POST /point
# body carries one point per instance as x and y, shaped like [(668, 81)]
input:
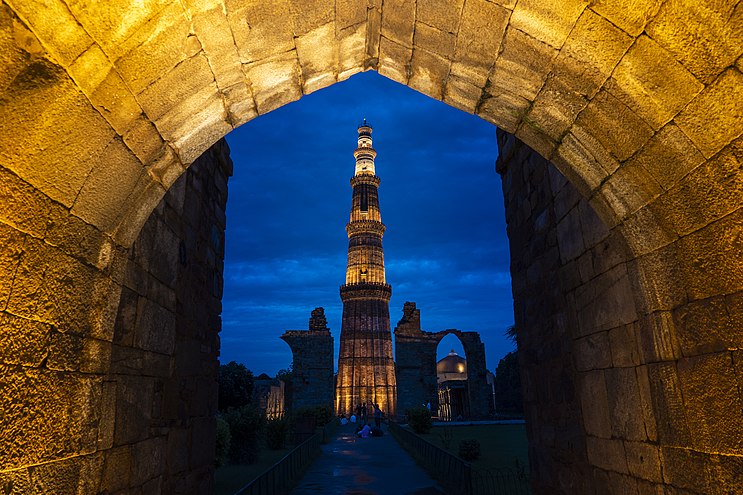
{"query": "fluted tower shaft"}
[(366, 370)]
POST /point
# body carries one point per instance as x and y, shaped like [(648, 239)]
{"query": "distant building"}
[(269, 396), (451, 374)]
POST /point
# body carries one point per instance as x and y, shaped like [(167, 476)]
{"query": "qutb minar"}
[(366, 370)]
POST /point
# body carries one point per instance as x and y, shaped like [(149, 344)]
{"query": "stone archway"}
[(105, 105)]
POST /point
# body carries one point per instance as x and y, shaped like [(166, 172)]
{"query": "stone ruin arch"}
[(415, 365), (105, 105)]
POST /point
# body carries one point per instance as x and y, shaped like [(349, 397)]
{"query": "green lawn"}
[(229, 479), (501, 446)]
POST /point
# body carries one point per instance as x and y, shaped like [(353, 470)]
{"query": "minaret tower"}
[(366, 370)]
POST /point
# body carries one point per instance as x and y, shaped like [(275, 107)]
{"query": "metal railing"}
[(280, 477), (457, 475)]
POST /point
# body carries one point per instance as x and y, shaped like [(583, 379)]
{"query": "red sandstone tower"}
[(366, 370)]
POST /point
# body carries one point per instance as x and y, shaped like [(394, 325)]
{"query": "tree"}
[(508, 396), (235, 385)]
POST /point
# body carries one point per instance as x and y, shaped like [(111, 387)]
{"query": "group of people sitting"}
[(365, 429)]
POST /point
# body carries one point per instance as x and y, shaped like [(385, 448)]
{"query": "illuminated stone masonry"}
[(313, 382), (415, 365), (366, 370)]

■ Work to do:
Set down the lines of the records above exactly, apart from the pictures.

■ Complete output:
POST /point
# body carries one point per instance as x and y, shaped like [(668, 81)]
input:
{"query": "fluted tower shaft"}
[(366, 370)]
POST /point
# body carries one point per instance as x and y, shaped like [(648, 239)]
{"query": "distant building"}
[(269, 396), (451, 374)]
POST /point
# body carries one point per instance as x and y, shaped like [(167, 476)]
{"query": "qutb minar"}
[(366, 370)]
POST /point
# body carries one point per instance as x and y, shaped like [(149, 344)]
{"query": "stone archway"}
[(105, 105)]
POST /point
# body carries one point per instance as x and y, shaped like [(166, 172)]
{"query": "stone ruin arch"}
[(415, 365), (105, 105)]
POST /point
# body carries one point per instance as x and y, shaped like [(349, 397)]
{"query": "green lawn"}
[(229, 479), (501, 446)]
POST /point
# body carries one point per instance as x and y, shaped like [(353, 470)]
{"query": "minaret tower"}
[(366, 370)]
POST /point
# body carries one point per instance as x and y, shaped like [(275, 107)]
{"query": "metal railing"}
[(280, 477), (457, 475)]
POST /point
# body carries one point per instance as x and y, shaped like [(583, 379)]
{"query": "red sandstone tower"}
[(366, 370)]
POST /point
# body carries one point per instance as x and y, shaped like [(394, 325)]
{"query": "tree"}
[(508, 396), (235, 385)]
POST /point
# body carries one point per instance as x and y, shaped like [(111, 387)]
{"query": "group of people sitting"}
[(365, 429)]
POST /point
# body carries one point per instance as x and y, shaped like [(385, 448)]
{"query": "illuminated stone masonry"}
[(313, 382), (415, 365), (366, 370)]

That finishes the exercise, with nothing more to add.